# What is asked
a – Transcribe the passage of the SAS Embedded Process configuration text from "3. Configure the" to "set of prompts.)".
b – Write the next part of the SAS Embedded Process configuration text, picking up after its final sentence.
** start Selected text **
Configuring for Access to a Data Store with a SAS Embedded Process

Overview of Configuring for Access to a Data Store with a SAS Embedded Process

The process involved for configuring the SAS High-Performance Analytics environment with a SAS Embedded Process consists of the following steps:
  1. Prepare for the data provider that the analytics environment will query.
    For more information, see Preparing for a Remote Parallel Connection.
    Note: Other third-party data providers besides Hadoop are supported. For more information, see the SAS In-Database Products: Administrator’s Guide.
  2. Review the considerations for configuring the analytics environment for use with a remote data store.
    For more information, see How the Configuration Script Works.
  3. Configure the analytics environment for a remote data store.

How the Configuration Script Works

You configure the SAS High-Performance Analytics environment with a SAS Embedded Process using a shell script. The script enables you to configure the environment for the various third-party data stores supported by the SAS Embedded Process.
The analytics environment is designed on the principle, install once, configure many. For example, suppose that your site has three remote data stores from three different third-party vendors whose data you want to analyze. You run the analytics environment configuration script one time and provide the information for each data store vendor as you are prompted for it. (When prompted for a data store vendor that you do not have, simply ignore that set of prompts.)
** end Selected text **
** start Information provided **
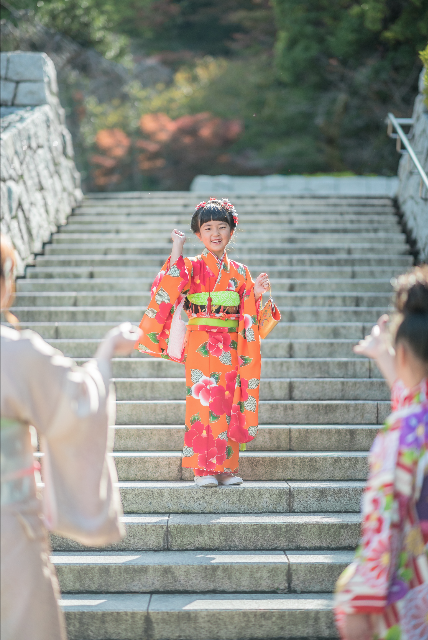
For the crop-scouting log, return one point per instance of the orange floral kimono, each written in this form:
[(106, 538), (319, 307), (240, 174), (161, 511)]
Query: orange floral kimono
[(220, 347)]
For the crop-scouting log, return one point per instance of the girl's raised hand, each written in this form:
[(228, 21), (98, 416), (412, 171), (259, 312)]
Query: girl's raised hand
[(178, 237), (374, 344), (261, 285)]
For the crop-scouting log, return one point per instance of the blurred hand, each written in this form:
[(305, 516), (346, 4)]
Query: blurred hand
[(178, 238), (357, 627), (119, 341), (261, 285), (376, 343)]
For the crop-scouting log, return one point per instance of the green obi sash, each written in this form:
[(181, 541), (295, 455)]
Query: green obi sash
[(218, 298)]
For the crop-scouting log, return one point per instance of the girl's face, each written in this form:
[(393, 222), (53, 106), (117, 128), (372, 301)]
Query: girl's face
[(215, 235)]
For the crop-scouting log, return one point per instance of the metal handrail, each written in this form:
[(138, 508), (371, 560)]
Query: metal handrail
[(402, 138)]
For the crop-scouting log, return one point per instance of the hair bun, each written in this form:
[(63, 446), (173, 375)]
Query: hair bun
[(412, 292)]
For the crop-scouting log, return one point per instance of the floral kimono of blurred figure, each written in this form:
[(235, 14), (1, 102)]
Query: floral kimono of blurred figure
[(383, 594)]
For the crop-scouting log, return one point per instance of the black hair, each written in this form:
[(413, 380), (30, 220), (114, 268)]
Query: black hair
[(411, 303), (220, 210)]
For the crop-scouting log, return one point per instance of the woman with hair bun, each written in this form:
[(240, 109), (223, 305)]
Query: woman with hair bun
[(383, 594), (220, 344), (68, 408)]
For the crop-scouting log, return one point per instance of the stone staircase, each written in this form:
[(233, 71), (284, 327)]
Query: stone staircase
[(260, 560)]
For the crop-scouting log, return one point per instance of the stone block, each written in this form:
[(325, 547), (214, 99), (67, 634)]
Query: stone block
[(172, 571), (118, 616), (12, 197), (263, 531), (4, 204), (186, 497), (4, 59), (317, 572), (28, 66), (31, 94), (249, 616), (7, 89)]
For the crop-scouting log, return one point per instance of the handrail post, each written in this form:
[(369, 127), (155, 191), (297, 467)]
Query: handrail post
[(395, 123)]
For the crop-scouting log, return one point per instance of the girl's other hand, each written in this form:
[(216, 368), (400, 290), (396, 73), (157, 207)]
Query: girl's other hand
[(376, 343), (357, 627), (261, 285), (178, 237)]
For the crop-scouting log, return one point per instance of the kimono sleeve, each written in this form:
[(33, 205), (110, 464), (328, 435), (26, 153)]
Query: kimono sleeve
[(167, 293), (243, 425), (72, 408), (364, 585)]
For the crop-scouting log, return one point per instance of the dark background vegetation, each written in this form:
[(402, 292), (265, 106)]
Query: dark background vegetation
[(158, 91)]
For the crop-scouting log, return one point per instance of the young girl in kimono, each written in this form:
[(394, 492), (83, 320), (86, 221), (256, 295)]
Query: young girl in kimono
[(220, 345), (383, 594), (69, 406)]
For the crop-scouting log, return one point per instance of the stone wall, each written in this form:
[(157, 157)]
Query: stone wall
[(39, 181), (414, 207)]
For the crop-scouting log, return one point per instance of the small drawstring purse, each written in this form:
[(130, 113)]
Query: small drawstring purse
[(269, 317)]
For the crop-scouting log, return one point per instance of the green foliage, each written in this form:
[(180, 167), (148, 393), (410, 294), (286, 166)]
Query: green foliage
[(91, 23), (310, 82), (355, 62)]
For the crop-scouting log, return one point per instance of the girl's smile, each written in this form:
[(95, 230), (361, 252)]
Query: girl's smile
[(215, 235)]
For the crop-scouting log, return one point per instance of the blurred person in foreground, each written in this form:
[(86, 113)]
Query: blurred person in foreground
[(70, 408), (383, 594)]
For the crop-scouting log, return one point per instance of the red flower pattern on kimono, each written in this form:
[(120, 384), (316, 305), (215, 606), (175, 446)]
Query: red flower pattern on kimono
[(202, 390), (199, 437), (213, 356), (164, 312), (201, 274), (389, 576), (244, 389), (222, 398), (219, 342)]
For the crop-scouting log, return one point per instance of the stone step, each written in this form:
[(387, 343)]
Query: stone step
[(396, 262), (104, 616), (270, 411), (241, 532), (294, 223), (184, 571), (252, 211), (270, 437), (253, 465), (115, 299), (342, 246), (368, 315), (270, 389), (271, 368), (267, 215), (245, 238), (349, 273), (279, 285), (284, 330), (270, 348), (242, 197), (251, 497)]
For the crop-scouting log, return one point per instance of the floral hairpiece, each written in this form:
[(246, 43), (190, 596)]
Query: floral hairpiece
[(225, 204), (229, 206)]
** end Information provided **
# Answers for the exercise
a –
3. Configure the analytics environment for a remote data store.

How the Configuration Script Works

You configure the SAS High-Performance Analytics environment with a SAS Embedded Process using a shell script. The script enables you to configure the environment for the various third-party data stores supported by the SAS Embedded Process.
The analytics environment is designed on the principle, install once, configure many. For example, suppose that your site has three remote data stores from three different third-party vendors whose data you want to analyze. You run the analytics environment configuration script one time and provide the information for each data store vendor as you are prompted for it. (When prompted for a data store vendor that you do not have, simply ignore that set of prompts.)

b –
When you have different versions of the same vendor’s data store, specifying the vendor’s latest client data libraries usually works. However, this choice can be problematic for different versions of Hadoop, where a later set of JAR files is not typically backwardly compatible with earlier versions, or for sites that use Hadoop implementations from more than one vendor. (The configuration script does not delineate between different Hadoop vendors.) In these situations, you must run the analytics environment configuration script once for each different Hadoop version or vendor. As the configuration script creates a TKGrid_REP directory underneath the current directory, it is important to run the script a second time from a different directory.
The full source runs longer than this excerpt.